[Exercise brief]: The entries below should be transcribed exactly, every one of them.

[Dataset extract]:
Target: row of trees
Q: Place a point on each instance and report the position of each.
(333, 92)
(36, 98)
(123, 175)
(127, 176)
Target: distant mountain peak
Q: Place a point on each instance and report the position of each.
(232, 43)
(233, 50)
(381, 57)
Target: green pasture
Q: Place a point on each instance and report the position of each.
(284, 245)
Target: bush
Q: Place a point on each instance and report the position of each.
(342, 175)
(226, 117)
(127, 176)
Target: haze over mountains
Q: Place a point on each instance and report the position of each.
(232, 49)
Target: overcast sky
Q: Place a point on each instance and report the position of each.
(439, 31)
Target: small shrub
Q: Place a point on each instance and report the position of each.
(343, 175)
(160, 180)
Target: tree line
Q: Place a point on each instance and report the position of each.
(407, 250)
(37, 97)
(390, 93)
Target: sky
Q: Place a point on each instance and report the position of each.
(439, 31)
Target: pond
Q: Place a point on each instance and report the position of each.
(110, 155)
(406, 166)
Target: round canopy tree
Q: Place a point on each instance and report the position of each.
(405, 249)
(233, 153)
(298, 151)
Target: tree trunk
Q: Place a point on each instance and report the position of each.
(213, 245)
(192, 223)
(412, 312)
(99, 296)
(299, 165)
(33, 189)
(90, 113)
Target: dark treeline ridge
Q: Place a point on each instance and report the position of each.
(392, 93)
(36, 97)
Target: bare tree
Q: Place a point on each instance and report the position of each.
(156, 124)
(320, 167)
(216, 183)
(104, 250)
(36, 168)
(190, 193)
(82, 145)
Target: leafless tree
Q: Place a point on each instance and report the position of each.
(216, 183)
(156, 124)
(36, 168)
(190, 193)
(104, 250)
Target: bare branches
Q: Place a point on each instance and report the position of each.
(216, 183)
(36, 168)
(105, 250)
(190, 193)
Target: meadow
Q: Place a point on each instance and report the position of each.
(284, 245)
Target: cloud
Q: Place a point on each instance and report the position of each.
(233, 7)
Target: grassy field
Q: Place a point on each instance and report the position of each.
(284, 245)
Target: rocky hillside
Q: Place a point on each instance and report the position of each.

[Output for this task]:
Target: row of trees
Q: Place a point on each instance and report the position of each.
(333, 92)
(36, 98)
(123, 175)
(127, 176)
Target: distant mountain peak
Q: Place a point on each instance and report the position of each.
(232, 43)
(233, 50)
(381, 57)
Target: green pasture
Q: Place a point on each instance and report the position of each.
(284, 245)
Target: bush
Q: Place a point on each instance and report the position of each.
(342, 175)
(226, 117)
(127, 176)
Target: haze over mountains
Q: Place a point on each instance and report the position of each.
(232, 49)
Target: overcast sky
Q: Place a point on each instance and report the position of each.
(439, 31)
Target: small shrub
Q: Place a point on each instance and report the position of each.
(343, 175)
(160, 180)
Target: tree line
Q: Place a point on each instance and report the position of each.
(407, 250)
(37, 97)
(390, 93)
Target: sky
Q: Place a point on each instance and report the position of each.
(439, 31)
Target: pond
Q: Place a point on each instance and report the position of each.
(110, 155)
(406, 166)
Target: round canopy tree
Q: Place a point on each instance and report the position of each.
(405, 249)
(233, 153)
(298, 151)
Target: tree trunk
Q: Place a point on each instance and report the position of each.
(213, 245)
(192, 223)
(412, 312)
(99, 296)
(299, 165)
(33, 189)
(90, 113)
Target: dark treeline ridge
Q: Place a point on each instance and report the position of each.
(392, 93)
(36, 97)
Target: bare tree
Q: Place a point on each instance and report the position of each.
(156, 124)
(320, 167)
(216, 183)
(104, 250)
(36, 168)
(190, 193)
(82, 145)
Target: leafless tree
Q: Place a point on each instance and report the position of each.
(216, 183)
(156, 124)
(36, 168)
(190, 193)
(104, 250)
Target: bare branches
Q: Place a point on each instance and report the position of each.
(216, 183)
(36, 168)
(105, 250)
(190, 193)
Target: meadow
Q: Place a point on each instance and report the position of each.
(284, 245)
Target: cloud
Q: Place a point on each instance and report the position of each.
(233, 7)
Target: grassy field
Q: Place a point on each instance and report the position of each.
(284, 245)
Target: rocky hillside
Q: Place a point on each instance and report the position of each.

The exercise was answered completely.